* **Teks Sumber**:
"""

Dia hanya menitipkan salamnya untuk Nabi SAW dan melangkah pulang
dengan perasaan haru.
Sepulangnya dari perang, Nabi SAW langsung menanyakan tentang kedatangan
orang yang mencarinya. Nabi Muhammad SAW menjelaskan bahwa Uwais
al-Qarni adalah anak yang taat kepada ibunya.
Ia adalah penghuni langit
(sangat terkenal di langit). Mendengar perkataan baginda Rosulullah SAW,
sayyidatina 'Aisyah r.a. dan para sahabatnya tertegun. Menurut
informasi sayyidatina 'Aisyah r.a., memang benar ada yang mencari Nabi
SAW dan segera pulang kembali ke Yaman, karena ibunya sudah tua dan
sakit-sakitan sehingga ia tidak dapat meninggalkan ibunya terlalu lama.
Rosulullah SAW bersabda : "Kalau kalian ingin berjumpa dengan dia (Uwais
al-Qarni), perhatikanlah, ia mempunyai tanda putih di tengah-tengah
telapak tangannya." Sesudah itu beliau SAW, memandang kepada sayyidina
Ali k.w. dan sayyidina Umar r.a. dan bersabda :
"Suatu ketika, apabila
kalian bertemu dengan dia, mintalah do'a dan istighfarnya, dia adalah
penghuni langit dan bukan penghuni bumi".
Tahun
terus berjalan, dan tak lama kemudian Nabi SAW wafat, hingga
kekhalifahan sayyidina Abu Bakar ash-Shiddiq r.a. telah di estafetkan
Khalifah Umar r.a.
Suatu ketika, khalifah Umar teringat akan sabda Nabi
SAW. tentang Uwais al-Qarni, sang penghuni langit. Beliau segera
mengingatkan kepada sayyidina Ali k.w. untuk mencarinya bersama.
Sejak
itu, setiap ada kafilah yang datang dari Yaman, beliau berdua selalu
menanyakan tentang Uwais al-Qorni, apakah ia turut bersama mereka.
Diantara kafilah-kafilah itu ada yang merasa heran, apakah sebenarnya
yang terjadi sampai-sampai ia dicari oleh beliau berdua. Rombongan
kafilah dari Yaman menuju Syam silih berganti, membawa barang dagangan
mereka.

"""

* **Permintaan Tugas 1**: Sebutkan semua orang yang disebut namanya dalam kisah tentang Uwais al-Qarni ini.
* **Permintaan Tugas 2**: Ambil bagian kisah tentang Uwais al-Qarni yang dimulai dengan "Suatu ketika, khalifah" dan berlanjut sampai "turut bersama mereka.", lalu salin apa adanya.
Data di bawah ini tidak berperan di sini.

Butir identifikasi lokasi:
"""

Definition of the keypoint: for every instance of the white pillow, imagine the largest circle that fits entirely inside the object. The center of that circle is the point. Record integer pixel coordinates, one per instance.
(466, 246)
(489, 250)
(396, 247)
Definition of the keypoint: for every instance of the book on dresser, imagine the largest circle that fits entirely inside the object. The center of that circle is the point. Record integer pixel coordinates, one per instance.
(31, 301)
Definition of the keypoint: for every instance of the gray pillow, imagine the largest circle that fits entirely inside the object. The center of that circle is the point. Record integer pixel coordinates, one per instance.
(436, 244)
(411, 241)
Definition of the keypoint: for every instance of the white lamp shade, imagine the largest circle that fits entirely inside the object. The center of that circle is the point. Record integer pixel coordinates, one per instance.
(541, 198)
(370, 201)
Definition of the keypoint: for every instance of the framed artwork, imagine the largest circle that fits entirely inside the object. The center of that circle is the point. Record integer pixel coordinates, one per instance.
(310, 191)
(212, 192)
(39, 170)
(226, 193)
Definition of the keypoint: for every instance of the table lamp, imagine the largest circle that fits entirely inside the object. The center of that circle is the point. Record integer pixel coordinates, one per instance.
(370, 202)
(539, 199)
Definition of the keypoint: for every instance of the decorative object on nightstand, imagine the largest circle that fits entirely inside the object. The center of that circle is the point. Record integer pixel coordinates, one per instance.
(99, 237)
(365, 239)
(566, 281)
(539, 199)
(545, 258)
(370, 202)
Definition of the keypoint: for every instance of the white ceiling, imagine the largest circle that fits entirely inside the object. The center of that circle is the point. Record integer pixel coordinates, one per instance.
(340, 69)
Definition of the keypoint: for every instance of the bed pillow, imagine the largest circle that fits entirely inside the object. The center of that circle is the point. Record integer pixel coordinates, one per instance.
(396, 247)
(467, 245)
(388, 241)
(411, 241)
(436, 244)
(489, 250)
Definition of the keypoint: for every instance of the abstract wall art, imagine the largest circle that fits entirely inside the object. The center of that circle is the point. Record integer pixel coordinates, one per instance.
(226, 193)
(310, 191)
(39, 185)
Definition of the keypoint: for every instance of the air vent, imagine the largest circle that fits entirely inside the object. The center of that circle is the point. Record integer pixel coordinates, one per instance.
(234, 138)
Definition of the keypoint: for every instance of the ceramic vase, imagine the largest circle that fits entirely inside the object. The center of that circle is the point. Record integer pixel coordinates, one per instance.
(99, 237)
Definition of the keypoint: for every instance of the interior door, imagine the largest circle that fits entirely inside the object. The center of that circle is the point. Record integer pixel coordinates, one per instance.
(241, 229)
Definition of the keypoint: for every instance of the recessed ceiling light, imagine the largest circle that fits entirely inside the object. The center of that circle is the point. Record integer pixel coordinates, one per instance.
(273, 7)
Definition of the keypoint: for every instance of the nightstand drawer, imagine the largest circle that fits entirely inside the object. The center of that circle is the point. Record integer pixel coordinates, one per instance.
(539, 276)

"""

* **Hasil Latihan 1**:
Nabi Muhammad SAW (Rosulullah SAW)
Uwais al-Qarni
Sayyidatina 'Aisyah r.a.
Sayyidina Ali k.w.
Sayyidina Umar r.a.
Sayyidina Abu Bakar ash-Shiddiq r.a.

* **Hasil Latihan 2**:
Suatu ketika, khalifah Umar teringat akan sabda Nabi
SAW. tentang Uwais al-Qarni, sang penghuni langit. Beliau segera
mengingatkan kepada sayyidina Ali k.w. untuk mencarinya bersama.
Sejak
itu, setiap ada kafilah yang datang dari Yaman, beliau berdua selalu
menanyakan tentang Uwais al-Qorni, apakah ia turut bersama mereka.